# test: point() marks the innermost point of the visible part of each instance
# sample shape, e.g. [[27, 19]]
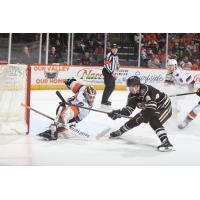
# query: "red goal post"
[[15, 88]]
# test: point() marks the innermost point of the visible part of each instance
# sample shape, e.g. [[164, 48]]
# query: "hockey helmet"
[[114, 46], [133, 81], [90, 94]]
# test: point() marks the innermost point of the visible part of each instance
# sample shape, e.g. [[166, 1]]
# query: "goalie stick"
[[72, 128], [176, 95], [95, 110]]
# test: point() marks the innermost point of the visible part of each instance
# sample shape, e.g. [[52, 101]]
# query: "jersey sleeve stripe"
[[75, 86]]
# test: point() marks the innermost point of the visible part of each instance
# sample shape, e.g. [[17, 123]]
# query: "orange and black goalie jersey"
[[148, 98]]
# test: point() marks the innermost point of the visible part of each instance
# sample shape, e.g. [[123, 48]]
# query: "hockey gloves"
[[198, 92], [68, 81], [114, 114]]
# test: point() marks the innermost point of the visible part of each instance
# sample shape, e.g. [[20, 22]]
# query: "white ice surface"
[[137, 147]]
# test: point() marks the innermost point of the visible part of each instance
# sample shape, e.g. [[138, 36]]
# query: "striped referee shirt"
[[111, 62]]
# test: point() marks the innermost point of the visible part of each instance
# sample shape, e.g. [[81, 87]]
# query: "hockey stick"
[[73, 129], [36, 111], [176, 95], [100, 111]]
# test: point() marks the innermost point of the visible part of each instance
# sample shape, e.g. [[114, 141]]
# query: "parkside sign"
[[53, 76]]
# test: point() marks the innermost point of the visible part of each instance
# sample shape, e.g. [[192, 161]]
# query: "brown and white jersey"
[[148, 98]]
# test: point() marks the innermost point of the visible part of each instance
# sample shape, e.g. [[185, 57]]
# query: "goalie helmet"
[[90, 94], [133, 81]]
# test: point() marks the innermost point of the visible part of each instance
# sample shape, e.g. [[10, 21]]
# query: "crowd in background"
[[88, 48]]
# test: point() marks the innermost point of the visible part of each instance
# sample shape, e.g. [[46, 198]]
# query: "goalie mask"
[[171, 64], [90, 94]]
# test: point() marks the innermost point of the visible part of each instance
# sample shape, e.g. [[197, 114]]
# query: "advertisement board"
[[52, 76]]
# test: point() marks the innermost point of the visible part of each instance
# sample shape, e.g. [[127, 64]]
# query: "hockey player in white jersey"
[[68, 114], [176, 75], [192, 114]]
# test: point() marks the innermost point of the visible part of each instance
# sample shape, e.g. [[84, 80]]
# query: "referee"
[[111, 64]]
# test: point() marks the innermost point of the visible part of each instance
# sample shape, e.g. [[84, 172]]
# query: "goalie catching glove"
[[115, 114], [198, 92]]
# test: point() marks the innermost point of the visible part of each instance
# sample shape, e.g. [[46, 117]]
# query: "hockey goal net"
[[15, 82]]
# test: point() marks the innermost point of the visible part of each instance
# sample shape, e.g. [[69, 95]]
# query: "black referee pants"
[[109, 82]]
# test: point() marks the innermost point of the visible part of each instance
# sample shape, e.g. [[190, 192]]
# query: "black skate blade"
[[114, 138], [164, 149]]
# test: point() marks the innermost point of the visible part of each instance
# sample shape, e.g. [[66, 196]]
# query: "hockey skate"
[[50, 134], [165, 146], [183, 125], [115, 134]]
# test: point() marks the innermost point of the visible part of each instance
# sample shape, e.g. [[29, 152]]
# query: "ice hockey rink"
[[137, 147]]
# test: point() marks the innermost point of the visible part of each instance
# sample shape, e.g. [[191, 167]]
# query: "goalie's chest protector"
[[81, 100]]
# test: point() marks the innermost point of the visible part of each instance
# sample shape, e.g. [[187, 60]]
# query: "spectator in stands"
[[196, 65], [187, 64], [153, 62], [144, 57], [53, 56], [162, 58]]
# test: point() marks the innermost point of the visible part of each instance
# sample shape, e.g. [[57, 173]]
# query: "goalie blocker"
[[67, 114], [156, 110]]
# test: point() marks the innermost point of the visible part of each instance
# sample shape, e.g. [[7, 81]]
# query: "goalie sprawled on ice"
[[71, 113]]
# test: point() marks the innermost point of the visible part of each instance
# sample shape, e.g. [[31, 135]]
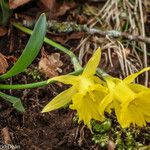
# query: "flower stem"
[[73, 57]]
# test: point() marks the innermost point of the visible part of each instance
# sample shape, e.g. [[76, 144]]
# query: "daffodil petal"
[[60, 100], [92, 64], [66, 79], [138, 87], [87, 109], [105, 103], [132, 77]]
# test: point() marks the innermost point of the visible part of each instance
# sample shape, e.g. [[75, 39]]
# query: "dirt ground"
[[57, 130]]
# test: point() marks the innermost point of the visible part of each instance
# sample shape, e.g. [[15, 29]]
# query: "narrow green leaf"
[[31, 50], [17, 104], [6, 12]]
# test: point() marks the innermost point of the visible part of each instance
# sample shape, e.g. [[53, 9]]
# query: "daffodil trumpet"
[[86, 92], [130, 101]]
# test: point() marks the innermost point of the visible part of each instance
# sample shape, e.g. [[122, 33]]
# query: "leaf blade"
[[31, 50], [16, 102]]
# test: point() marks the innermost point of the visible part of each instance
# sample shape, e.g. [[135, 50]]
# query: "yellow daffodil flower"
[[130, 101], [86, 92]]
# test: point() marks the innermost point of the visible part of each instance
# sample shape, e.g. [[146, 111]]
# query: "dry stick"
[[67, 27], [144, 45]]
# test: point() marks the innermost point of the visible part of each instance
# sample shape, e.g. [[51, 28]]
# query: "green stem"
[[73, 57], [32, 85]]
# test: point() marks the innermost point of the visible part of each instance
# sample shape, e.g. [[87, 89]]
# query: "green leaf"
[[31, 50], [6, 12], [17, 104]]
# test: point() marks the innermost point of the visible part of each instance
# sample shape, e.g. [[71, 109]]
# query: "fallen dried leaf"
[[3, 64], [64, 8], [49, 64], [16, 3], [3, 31]]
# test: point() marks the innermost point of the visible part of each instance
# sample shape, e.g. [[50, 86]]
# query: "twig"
[[67, 27]]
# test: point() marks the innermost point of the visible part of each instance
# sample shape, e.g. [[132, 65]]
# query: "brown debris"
[[64, 8], [49, 64], [6, 135], [3, 31], [3, 64], [16, 3]]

# Task statement:
Could you write out all the records exactly, without the pictures?

# Problem solution:
# test: point() marks the innermost point of the visible part of each instance
# sample shape, e.g. [[27, 19]]
# query: "red goal post"
[[15, 88]]
# test: point() marks the innermost point of the visible part of each instance
# sample shape, e.g. [[164, 48]]
# query: "hockey helmet"
[[114, 46], [133, 81], [90, 94]]
# test: point() marks the innermost point of the visible part of each instance
# sample shape, e.g. [[166, 1]]
# query: "goalie stick"
[[72, 128], [176, 95], [95, 110]]
# test: point() marks the innermost point of the visible part of each instance
# sample shape, e.g. [[52, 101]]
# query: "jersey sleeve stripe"
[[75, 86]]
# test: point() marks the innermost point of the visible part of each instance
# sample shape, e.g. [[17, 123]]
# query: "orange and black goalie jersey"
[[148, 98]]
# test: point() marks the innermost point of the visible part of each instance
# sample shape, e.g. [[123, 48]]
# query: "hockey gloves"
[[198, 92], [68, 81], [114, 114]]
# test: point() marks the innermost point of the visible part of each instance
# sample shape, e.g. [[20, 22]]
# query: "white ice surface"
[[137, 147]]
# test: point() marks the innermost point of the visible part of each instance
# sample shape, e.g. [[138, 36]]
# query: "striped referee shirt"
[[111, 62]]
# test: point() marks the innermost point of the visible part of each instance
# sample shape, e.g. [[81, 87]]
# query: "hockey stick"
[[73, 129], [36, 111], [176, 95], [100, 111]]
# test: point() marks the innermost point of the visible part of each instance
# sample shape, e.g. [[114, 141]]
# query: "parkside sign"
[[53, 76]]
# test: point() marks the innermost point of the visible part of each instance
# sample shape, e.g. [[192, 161]]
# query: "brown and white jersey"
[[148, 98]]
# test: point() marks the innermost point of the visible part of each instance
# sample shape, e.g. [[185, 57]]
# query: "goalie helmet"
[[90, 94], [133, 81]]
# test: point() marks the innermost point of the visible part of each instance
# sample shape, e.g. [[10, 21]]
# query: "crowd in background"
[[88, 48]]
# test: point() marks the innermost point of the visible part of each instance
# sample shape, e.g. [[46, 198]]
# query: "goalie mask"
[[171, 64], [90, 94]]
# test: point() marks the innermost point of the visible part of each instance
# sample shape, e.g. [[197, 114]]
# query: "advertisement board"
[[52, 76]]
# test: point() marks the innermost point of the visible part of each instance
# sample shape, e.g. [[127, 64]]
# query: "hockey player in white jersey"
[[68, 114], [176, 75], [192, 114]]
# test: point() marks the innermost point of the visible part of each instance
# sample shape, e.g. [[84, 80]]
# query: "referee"
[[111, 64]]
# test: point() marks the innermost point of the visible part of each instance
# sample shape, e.g. [[84, 172]]
# query: "goalie catching glove"
[[115, 114], [198, 92]]
# test: point() marks the innermost point of the visible part of each instance
# sample shape, e.g. [[46, 117]]
# query: "hockey goal net"
[[15, 82]]
# test: point() marks the innermost point of the visible part of each instance
# sample shape, e.g. [[69, 95]]
# query: "black referee pants"
[[109, 82]]
# test: point() marks the innermost point of the visible part of each instance
# sample shape, e.g. [[190, 192]]
# query: "black skate blade"
[[114, 138], [164, 149]]
# test: point() marks the innermost point of the visible part of each instance
# sample shape, e.g. [[66, 196]]
# query: "hockey skate"
[[50, 134], [165, 146], [183, 125], [115, 134]]
# test: point() marks the innermost point of the visible part of each instance
# sample shape, e.g. [[29, 152]]
# query: "ice hockey rink"
[[137, 147]]
# test: point() marks the innermost point of the visible part of each instance
# sample shape, e.g. [[191, 167]]
# query: "goalie's chest protector"
[[81, 100]]
# test: point() marks the innermost point of the visible part of each instance
# sample shape, e.g. [[187, 60]]
# query: "spectator in stands"
[[196, 65], [187, 64], [153, 62], [144, 57], [53, 56], [162, 58]]
# test: point() marks the innermost point of the visible part of each instance
# sample shape, e.g. [[57, 173]]
# query: "goalie blocker"
[[67, 114], [156, 110]]
# test: point() marks the innermost point of the visible part of each instance
# sample shape, e.g. [[7, 81]]
# query: "goalie sprawled on ice"
[[71, 113]]
# test: point() marks the innermost point of the visible part of each instance
# sample shape, e.g. [[31, 135]]
# query: "flower stem"
[[73, 57]]
# test: point() marks the innermost point of the visible part of each instance
# sample shape, e.g. [[76, 144]]
# query: "daffodil petal"
[[60, 100], [92, 64], [66, 79], [138, 87], [87, 109], [105, 103], [132, 77]]
# test: point() marks the innermost point of the visible part of each instance
# sample shape, e.g. [[75, 39]]
# query: "dirt ground"
[[57, 130]]
# test: point() marks the innermost point of the visible part of each instance
# sample shape, e.g. [[15, 29]]
# query: "narrow green leaf"
[[31, 50], [17, 104], [6, 12]]
# test: point() marks the innermost point of the visible part of each instance
# sample shape, e.g. [[53, 9]]
# query: "daffodil trumpet"
[[86, 92], [130, 101]]
# test: point() marks the innermost point of the visible part of each instance
# sample shape, e.g. [[122, 33]]
# query: "leaf blade"
[[31, 50], [16, 102]]
# test: point() marks the innermost point of the visible part of each instance
# sample shape, e.g. [[135, 50]]
# query: "yellow daffodil flower"
[[130, 101], [86, 92]]
# test: point() marks the innermost point of the visible part of each instance
# sample shape, e.g. [[146, 111]]
# query: "dry stick"
[[67, 27], [144, 45]]
# test: point() marks the innermost point of the visible part of each instance
# sample shape, e.g. [[51, 28]]
# query: "green stem"
[[73, 57], [32, 85]]
# test: point() marks the innermost point of the visible part of each instance
# sample shape, e.g. [[87, 89]]
# query: "green leaf"
[[31, 50], [6, 12], [17, 104]]
# test: point() marks the innermost point of the visible part of each instance
# sample shape, e.g. [[71, 109]]
# query: "fallen dried leaf"
[[3, 64], [64, 8], [49, 64], [16, 3], [3, 31]]
# test: point() marks the innermost point of the visible part of each instance
# sample shape, e.g. [[50, 86]]
# query: "twig"
[[67, 27]]
# test: point() marks the innermost point of the visible part of each instance
# sample shape, e.g. [[132, 65]]
# query: "brown debris"
[[64, 8], [49, 64], [6, 135], [3, 31], [3, 64], [16, 3]]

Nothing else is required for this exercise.